• [RECORDS FOR THIS TASK]:

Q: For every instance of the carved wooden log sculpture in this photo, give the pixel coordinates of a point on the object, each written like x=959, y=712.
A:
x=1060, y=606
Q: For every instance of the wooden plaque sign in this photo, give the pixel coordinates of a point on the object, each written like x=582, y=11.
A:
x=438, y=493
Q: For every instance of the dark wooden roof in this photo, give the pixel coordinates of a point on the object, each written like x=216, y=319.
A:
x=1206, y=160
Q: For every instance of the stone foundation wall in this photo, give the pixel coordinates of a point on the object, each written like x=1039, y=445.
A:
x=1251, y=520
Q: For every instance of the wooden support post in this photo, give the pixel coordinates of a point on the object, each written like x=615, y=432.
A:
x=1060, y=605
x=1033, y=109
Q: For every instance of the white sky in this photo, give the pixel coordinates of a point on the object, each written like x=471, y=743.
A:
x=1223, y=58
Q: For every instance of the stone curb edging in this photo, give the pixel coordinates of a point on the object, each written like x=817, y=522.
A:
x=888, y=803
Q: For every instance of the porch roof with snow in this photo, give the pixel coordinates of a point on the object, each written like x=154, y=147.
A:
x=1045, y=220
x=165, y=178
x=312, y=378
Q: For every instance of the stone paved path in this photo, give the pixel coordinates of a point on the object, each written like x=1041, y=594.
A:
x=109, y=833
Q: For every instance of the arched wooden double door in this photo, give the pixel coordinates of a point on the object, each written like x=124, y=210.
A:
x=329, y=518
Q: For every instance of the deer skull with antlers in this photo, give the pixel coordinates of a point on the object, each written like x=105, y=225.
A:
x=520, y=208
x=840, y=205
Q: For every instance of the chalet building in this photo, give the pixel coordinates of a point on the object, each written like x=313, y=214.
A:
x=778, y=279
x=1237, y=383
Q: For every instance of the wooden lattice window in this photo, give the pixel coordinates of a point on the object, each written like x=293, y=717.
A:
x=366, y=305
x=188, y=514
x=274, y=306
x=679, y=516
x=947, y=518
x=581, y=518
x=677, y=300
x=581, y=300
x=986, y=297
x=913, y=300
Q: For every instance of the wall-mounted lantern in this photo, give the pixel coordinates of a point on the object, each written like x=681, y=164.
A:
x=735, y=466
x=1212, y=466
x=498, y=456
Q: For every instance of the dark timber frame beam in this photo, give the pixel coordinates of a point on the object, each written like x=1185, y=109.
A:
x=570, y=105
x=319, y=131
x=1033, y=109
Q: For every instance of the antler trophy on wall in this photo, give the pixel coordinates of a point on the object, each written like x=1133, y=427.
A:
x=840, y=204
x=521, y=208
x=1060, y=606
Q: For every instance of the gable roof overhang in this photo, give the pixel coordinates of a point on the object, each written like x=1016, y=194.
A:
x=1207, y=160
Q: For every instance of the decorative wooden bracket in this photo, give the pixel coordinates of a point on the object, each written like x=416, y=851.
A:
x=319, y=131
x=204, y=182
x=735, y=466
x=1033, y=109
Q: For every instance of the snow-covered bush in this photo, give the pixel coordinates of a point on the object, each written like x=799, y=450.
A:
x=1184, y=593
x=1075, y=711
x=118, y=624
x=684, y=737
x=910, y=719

• [EXERCISE BRIEF]: Rewrite every one of the rows above, changing "For every instance of" to "For each instance of" wherever it occurs and keeping everything else the same.

• [FINAL RESULT]:
Q: For each instance of the carved wooden log sculpture in this photo, give the pixel coordinates of a point on the object, each written like x=959, y=712.
A:
x=1060, y=606
Q: For each instance of the wooden plaque sign in this photo, give the pixel coordinates of a point on the object, each written like x=582, y=11.
A:
x=438, y=493
Q: For each instance of the dark wooden roof in this photo, give the pixel coordinates of a point on the object, each written like x=216, y=319.
A:
x=1206, y=160
Q: For each instance of the stone foundation wall in this photo, give the pixel coordinates of a point on the object, each written like x=1039, y=445.
A:
x=1251, y=520
Q: For each instance of the wooden support post in this photo, give the pixel coordinates of a point on the object, each written like x=615, y=432.
A:
x=1060, y=605
x=1033, y=109
Q: For each instance of the white sky in this photo, give the pixel coordinates of a point on the object, each written like x=471, y=743.
A:
x=1223, y=58
Q: For each instance of the stone curb edging in this photo, give the pixel coordinates of a point on the object, each written like x=817, y=522.
A:
x=888, y=803
Q: For each instance of the porch roof with snow in this photo, give the pixel coordinates of a point on the object, each written like x=154, y=147.
A:
x=1045, y=220
x=165, y=178
x=312, y=378
Q: For each instance of the stone paved path in this photo, give the pixel coordinates of a point on the object, each written like x=1041, y=594.
A:
x=109, y=833
Q: For each instance of the arched wooden double door in this photo, give the pixel coordinates of a point on the object, each written like x=124, y=210.
A:
x=329, y=518
Q: For each instance of the deer skull with antlers in this photo, give the pixel coordinates of a point on the object, each written like x=105, y=225.
A:
x=520, y=208
x=840, y=205
Q: For each instance of the chalet building in this photo, give the pixel coordinates of a point on the object, each written like x=313, y=214.
A:
x=778, y=279
x=1237, y=383
Q: For each instance of the wooden lattice window in this photo, give the pixel coordinates of a point on the object, each written like x=293, y=717.
A:
x=366, y=305
x=188, y=514
x=274, y=306
x=679, y=516
x=947, y=518
x=581, y=518
x=677, y=300
x=581, y=300
x=986, y=297
x=913, y=300
Q: For each instance of the wall-mounted lantern in this photo, give the pixel coordinates of a point on the object, each written like x=681, y=164.
A:
x=735, y=466
x=1212, y=466
x=498, y=456
Q: For each instance of the dark timber frame beam in this photo, give the pixel coordinates of a point on the object, each written like x=1185, y=109.
A:
x=570, y=105
x=319, y=131
x=1033, y=109
Q: For each instance of the antler trophy on wall in this photo, give the pixel coordinates of a point on the object, each written like x=1133, y=427.
A:
x=840, y=204
x=521, y=208
x=1060, y=606
Q: For each instance of the gable roof overhang in this photo, give the pixel coordinates of a point on the object, each written like x=1016, y=194.
A:
x=1207, y=160
Q: For each instance of the decorative wooden bracket in this photo, give the pixel coordinates of a point on the object, each written like x=416, y=851.
A:
x=319, y=131
x=204, y=182
x=735, y=466
x=1033, y=109
Q: For each instance of the snow-covered bush in this photo, give the pixel coordinates of a point on the object, each written like x=799, y=450.
A:
x=1184, y=593
x=1075, y=711
x=118, y=624
x=684, y=737
x=910, y=719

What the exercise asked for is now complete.